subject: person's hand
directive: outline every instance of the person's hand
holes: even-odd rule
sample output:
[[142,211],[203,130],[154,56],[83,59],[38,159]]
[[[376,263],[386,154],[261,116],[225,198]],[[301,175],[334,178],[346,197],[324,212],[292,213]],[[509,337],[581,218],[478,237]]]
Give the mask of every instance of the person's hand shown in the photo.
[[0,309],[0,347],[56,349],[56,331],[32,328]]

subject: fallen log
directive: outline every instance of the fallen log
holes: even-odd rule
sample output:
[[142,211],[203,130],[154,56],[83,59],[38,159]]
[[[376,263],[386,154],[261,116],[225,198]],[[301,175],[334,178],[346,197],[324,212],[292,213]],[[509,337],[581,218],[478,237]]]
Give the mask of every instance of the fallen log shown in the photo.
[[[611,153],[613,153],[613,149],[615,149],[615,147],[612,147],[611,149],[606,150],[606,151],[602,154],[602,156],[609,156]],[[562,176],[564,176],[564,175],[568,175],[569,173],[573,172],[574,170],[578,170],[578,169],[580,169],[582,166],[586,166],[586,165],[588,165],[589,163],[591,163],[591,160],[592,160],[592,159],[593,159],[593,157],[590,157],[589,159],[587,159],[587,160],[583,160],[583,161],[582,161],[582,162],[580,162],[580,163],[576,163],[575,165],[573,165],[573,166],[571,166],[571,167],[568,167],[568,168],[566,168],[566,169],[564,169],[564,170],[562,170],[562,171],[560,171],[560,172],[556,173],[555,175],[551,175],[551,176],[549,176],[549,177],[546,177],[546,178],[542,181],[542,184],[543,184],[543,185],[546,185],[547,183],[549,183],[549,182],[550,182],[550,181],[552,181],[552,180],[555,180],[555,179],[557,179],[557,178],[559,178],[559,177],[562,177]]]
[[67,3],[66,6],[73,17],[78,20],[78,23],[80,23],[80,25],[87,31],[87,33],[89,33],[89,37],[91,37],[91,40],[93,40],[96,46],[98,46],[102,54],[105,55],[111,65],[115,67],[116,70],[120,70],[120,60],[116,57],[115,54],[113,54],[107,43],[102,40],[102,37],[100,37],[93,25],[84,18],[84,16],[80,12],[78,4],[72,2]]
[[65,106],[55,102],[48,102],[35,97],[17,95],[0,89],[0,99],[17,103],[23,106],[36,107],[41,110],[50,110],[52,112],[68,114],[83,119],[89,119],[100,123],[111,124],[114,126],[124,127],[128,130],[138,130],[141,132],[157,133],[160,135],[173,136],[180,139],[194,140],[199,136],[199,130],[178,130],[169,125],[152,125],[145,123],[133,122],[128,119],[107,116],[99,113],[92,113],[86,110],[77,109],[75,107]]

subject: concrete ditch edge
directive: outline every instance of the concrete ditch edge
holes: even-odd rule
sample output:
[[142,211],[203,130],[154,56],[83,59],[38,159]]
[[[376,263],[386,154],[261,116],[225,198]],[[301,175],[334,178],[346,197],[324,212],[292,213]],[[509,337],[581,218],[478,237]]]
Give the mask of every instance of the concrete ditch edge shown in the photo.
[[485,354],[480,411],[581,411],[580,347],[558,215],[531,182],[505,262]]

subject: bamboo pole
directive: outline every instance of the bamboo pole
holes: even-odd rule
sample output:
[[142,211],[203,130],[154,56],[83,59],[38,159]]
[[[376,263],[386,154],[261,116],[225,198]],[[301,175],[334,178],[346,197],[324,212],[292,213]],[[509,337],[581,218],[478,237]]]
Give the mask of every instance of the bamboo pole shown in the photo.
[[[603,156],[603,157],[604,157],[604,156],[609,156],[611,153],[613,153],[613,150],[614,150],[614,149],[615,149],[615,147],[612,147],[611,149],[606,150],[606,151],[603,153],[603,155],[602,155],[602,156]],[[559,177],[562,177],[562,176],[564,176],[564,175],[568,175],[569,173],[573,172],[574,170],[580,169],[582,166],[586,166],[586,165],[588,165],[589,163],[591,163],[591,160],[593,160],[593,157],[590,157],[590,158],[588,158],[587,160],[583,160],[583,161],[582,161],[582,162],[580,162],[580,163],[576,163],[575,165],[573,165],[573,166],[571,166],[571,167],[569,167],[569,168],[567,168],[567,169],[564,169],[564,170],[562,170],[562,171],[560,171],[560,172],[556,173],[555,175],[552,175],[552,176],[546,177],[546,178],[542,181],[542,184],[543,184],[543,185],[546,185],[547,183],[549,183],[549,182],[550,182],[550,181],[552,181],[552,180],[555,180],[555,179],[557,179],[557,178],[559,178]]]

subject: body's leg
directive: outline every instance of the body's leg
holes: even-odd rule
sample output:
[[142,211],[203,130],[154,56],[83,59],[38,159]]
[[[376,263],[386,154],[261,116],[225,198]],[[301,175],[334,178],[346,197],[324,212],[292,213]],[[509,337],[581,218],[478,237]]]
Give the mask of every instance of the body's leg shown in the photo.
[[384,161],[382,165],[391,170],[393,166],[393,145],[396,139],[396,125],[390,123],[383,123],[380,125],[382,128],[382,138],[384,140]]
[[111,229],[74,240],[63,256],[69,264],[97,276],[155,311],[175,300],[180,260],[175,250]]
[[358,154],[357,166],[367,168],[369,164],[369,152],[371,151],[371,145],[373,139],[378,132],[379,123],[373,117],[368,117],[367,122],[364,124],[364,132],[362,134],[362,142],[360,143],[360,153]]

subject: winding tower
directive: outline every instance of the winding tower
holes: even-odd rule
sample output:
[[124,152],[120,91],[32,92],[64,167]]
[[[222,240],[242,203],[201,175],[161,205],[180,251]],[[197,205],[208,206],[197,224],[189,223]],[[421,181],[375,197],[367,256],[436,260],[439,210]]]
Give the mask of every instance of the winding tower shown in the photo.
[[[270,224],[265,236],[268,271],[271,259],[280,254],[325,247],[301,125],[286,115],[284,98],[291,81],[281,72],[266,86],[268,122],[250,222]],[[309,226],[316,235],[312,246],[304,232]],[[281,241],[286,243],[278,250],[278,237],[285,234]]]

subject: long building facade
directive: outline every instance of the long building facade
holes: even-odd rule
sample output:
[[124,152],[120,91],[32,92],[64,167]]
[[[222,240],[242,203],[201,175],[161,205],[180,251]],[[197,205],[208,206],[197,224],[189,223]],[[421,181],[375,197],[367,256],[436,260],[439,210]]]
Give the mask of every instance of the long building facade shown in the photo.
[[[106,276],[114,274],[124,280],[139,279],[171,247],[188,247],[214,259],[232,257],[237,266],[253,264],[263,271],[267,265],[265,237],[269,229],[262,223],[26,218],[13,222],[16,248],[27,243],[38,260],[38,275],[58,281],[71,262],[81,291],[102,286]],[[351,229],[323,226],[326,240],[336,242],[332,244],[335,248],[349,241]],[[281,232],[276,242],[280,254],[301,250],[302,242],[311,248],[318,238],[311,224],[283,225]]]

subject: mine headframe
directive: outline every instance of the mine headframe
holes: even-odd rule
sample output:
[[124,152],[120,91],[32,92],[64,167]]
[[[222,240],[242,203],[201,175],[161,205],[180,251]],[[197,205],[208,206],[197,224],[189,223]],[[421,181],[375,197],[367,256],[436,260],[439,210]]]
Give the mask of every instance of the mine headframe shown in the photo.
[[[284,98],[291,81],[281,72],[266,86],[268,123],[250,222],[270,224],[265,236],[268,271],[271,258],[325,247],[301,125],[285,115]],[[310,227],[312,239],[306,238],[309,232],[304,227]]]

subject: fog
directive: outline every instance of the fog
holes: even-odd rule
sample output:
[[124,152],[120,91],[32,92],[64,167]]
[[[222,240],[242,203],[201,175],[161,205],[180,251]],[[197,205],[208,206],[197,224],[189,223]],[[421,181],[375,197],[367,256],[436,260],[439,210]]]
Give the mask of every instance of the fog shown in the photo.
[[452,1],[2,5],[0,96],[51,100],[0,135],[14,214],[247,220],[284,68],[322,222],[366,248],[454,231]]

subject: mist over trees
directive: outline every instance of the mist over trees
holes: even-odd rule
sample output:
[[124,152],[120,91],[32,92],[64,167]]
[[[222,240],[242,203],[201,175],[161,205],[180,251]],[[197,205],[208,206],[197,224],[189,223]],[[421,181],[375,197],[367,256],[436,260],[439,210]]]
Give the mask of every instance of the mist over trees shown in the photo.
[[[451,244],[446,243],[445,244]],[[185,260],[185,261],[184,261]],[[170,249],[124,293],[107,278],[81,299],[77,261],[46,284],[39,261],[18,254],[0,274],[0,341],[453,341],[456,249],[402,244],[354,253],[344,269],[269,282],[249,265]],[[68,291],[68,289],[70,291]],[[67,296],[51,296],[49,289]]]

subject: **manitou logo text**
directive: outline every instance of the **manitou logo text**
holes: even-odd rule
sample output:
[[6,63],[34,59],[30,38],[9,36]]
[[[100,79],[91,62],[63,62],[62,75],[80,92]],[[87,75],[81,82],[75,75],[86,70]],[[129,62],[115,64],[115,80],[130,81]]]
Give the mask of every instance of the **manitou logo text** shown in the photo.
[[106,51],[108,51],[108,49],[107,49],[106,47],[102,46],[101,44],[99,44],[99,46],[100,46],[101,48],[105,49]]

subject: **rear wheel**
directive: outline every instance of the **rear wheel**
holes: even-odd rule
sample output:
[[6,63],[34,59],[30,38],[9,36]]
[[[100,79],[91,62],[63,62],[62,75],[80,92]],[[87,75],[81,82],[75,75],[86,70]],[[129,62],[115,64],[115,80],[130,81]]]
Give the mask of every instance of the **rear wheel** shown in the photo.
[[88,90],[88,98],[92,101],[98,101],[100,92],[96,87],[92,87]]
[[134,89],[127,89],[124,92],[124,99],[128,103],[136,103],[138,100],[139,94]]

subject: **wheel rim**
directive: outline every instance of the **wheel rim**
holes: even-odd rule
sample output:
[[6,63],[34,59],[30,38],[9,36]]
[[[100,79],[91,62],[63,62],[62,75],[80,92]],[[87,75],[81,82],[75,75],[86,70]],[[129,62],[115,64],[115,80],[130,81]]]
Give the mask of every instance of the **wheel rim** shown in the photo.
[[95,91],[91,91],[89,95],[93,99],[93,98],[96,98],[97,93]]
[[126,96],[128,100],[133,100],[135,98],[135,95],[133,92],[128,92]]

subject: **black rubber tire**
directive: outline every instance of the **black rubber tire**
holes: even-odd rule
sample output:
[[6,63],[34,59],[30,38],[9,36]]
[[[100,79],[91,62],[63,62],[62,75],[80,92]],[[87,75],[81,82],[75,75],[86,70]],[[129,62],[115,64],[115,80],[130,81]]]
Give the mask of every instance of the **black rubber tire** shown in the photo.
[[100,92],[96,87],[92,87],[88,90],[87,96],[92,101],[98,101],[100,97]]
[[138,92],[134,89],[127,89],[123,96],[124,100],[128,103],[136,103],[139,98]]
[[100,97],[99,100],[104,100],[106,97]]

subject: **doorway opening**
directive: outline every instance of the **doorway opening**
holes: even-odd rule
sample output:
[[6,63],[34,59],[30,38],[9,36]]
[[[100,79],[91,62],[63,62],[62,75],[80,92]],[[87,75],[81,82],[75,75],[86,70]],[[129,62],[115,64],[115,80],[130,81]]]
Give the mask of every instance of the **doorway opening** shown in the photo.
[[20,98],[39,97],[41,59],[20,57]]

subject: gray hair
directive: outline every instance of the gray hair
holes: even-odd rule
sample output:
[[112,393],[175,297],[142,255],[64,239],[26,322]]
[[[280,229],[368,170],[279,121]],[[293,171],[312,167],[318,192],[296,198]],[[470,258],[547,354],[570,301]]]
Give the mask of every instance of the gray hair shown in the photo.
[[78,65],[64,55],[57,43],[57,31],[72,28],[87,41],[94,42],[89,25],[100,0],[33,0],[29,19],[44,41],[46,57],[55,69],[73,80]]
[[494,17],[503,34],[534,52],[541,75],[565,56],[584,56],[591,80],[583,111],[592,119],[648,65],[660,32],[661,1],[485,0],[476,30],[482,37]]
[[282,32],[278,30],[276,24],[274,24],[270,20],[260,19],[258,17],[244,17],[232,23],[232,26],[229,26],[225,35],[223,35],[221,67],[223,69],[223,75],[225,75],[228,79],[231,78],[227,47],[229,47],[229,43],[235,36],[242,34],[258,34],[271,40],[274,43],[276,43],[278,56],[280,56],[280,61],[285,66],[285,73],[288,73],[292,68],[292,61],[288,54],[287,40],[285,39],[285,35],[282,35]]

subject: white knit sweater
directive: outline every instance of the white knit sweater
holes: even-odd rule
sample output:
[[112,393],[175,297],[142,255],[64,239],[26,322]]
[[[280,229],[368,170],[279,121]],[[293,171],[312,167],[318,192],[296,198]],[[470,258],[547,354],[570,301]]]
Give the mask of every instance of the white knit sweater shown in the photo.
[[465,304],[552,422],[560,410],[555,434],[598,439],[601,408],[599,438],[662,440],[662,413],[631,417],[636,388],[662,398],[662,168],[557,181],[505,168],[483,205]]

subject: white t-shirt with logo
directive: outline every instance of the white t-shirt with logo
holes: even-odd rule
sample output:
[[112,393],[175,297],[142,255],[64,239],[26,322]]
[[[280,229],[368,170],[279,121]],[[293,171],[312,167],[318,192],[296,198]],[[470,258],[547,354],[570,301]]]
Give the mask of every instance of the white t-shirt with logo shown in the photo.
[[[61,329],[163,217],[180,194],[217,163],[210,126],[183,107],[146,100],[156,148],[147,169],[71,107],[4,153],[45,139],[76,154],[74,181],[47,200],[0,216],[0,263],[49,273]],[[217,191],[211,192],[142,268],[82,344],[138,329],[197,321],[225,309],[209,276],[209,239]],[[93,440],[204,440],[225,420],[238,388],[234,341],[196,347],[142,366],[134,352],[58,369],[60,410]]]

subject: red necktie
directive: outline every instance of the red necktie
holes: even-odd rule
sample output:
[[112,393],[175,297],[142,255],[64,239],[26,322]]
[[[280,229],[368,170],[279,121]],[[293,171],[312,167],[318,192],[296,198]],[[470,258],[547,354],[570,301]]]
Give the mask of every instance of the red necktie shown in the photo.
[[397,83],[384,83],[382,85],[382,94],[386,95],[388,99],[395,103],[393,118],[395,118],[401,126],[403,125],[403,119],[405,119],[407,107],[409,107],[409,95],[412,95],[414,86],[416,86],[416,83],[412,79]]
::::
Reproduce verbatim the lines starting at the one containing "subject: **black rubber tire**" and ending at the one containing "[[100,97],[99,100],[104,100],[106,97]]", both ends included.

subject: **black rubber tire**
directive: outline every instance of the **black rubber tire**
holes: even-odd rule
sample output:
[[6,63],[34,59],[30,38],[9,36]]
[[[100,79],[91,62],[63,62],[62,75],[80,92]],[[87,75],[81,82],[75,75],[86,70]],[[129,62],[115,64],[115,80],[130,81]]]
Give the mask of every instance of the **black rubber tire** shown in the photo.
[[100,92],[96,87],[92,87],[88,90],[87,96],[92,101],[98,101],[100,97]]
[[138,92],[134,89],[127,89],[123,96],[124,100],[128,103],[136,103],[139,98]]
[[100,97],[99,100],[104,100],[106,97]]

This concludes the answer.